## Work to be completed:
Output all entries verbatim.

START Dataset records

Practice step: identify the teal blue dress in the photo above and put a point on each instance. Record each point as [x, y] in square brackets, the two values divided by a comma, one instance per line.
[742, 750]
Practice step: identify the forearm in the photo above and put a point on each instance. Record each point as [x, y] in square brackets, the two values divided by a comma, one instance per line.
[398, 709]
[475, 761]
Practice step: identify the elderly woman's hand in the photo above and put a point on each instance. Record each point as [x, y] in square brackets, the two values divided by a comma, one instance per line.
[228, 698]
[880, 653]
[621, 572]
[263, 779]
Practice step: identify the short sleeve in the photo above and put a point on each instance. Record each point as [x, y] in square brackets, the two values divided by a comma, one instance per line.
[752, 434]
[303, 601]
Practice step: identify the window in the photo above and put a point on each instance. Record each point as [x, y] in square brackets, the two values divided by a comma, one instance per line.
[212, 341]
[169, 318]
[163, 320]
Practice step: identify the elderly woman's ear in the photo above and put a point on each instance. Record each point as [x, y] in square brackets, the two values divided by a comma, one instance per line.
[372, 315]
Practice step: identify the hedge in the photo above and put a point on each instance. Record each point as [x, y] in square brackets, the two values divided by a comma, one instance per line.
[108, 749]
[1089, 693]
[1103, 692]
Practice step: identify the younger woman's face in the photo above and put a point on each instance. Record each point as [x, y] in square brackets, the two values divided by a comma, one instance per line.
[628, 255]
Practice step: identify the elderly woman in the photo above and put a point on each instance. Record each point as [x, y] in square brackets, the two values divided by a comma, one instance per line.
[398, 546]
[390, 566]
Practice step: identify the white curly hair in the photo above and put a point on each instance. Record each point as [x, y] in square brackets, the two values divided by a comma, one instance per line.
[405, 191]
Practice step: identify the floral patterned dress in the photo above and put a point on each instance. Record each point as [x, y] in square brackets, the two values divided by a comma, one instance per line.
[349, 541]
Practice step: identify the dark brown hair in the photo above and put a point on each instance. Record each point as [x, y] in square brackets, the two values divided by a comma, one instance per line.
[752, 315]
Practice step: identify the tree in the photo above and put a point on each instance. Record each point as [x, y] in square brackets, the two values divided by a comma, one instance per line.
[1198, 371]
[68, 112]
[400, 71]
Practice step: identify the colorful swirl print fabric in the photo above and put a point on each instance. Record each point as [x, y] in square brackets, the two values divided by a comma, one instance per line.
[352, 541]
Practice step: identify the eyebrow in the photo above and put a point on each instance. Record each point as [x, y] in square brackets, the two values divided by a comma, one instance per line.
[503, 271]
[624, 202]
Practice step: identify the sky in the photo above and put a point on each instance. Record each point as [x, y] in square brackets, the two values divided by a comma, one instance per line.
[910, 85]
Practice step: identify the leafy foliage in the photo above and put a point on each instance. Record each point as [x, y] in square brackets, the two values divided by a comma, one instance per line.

END Dataset records

## Solution for this exercise:
Practice step: identify the teal blue dress in the photo above and put a point on each instance. Record each point as [x, y] in square brackets, the two values divided by a comma, one instance per line.
[742, 750]
Practice step: identify the forearm in the photo above and put a point on each instance. Record each point as [x, y] in square brackets, the two values divided by a comma, one instance per line.
[398, 709]
[475, 761]
Practice step: identify the elderly woman's hand in the photo above and put a point on each instance. Record each point as [x, y] in square brackets, the two values divided by a comma, one instance per line.
[228, 698]
[880, 653]
[621, 572]
[263, 779]
Practice step: identify the short sleeve in the photo above and put a point on each instance. Record each point as [x, y] in square brackets, the two values divided by a comma, one instance per line.
[752, 434]
[303, 601]
Practice step: identify the window in the photo above and put a point on each instance. Record each point as [x, y] in square brackets, the two values divided by a comma, one instance per line.
[212, 341]
[169, 318]
[163, 320]
Practice step: identify the elderly woman's ear in the photo above and put a point on each instance. Record each point as [x, y] in square brackets, the two values divided by a comma, one instance per line.
[372, 315]
Practice step: identify the hedge in the photo above and put a point on each instance. Record each point as [x, y] in square brackets, the two values divided by a comma, one instance per line.
[108, 749]
[1089, 693]
[1103, 692]
Practice step: identify the younger woman's face in the photo above and put a point on each instance. Record each point as [x, y] in square brackets, the two values divided by a comma, one instance per line.
[628, 255]
Practice step: identify the elderly woman in the photo above and put a point on each instance. Record each point as [x, y] in square brackets, the two values divided by a comma, one instance per line.
[398, 546]
[390, 566]
Practice step: identify the white curly hair in the photo above and put a point on each instance. Record each point as [x, y] in square brackets, the two values divided by a comma, one instance per line.
[405, 191]
Practice step: identify the floral patterned dress in the photo above and put a point on each instance. Record each point as [x, y] in square brackets, the two values divided by a comma, one instance per line.
[349, 541]
Practice step: identify the dark brown hair in the photo above and put a point on each instance. Record each point as [x, y] in square brackets, the two values divided by a comma, one instance per line.
[752, 315]
Practice step: identify the tree in the photo above and put a point on each instance. Record each point as [x, y] in square brackets, the two values divided by a comma, one instance per line.
[1198, 371]
[68, 112]
[400, 71]
Practice step: identify the colorful swirl print fabric in the photo above and put a point on each instance. Record each point as [x, y] in square brackets, the two values divided by a comma, one instance per line.
[352, 541]
Practice step: identify the eyebrow in the photo above and put a point on each instance. Record each point as [x, y] in square brackets, the two values divided by a comma, one instance per line.
[503, 271]
[624, 202]
Practice step: identify the sky in the photo above and put a point on each instance. Record each point as [x, y] in square brackets, the two values divided by a comma, one instance per line.
[910, 85]
Practice step: identify the leafy foliage in the photo above and put a point on each instance. Record each point as [x, y] in square brackets, the two values divided by a comma, one instance per line.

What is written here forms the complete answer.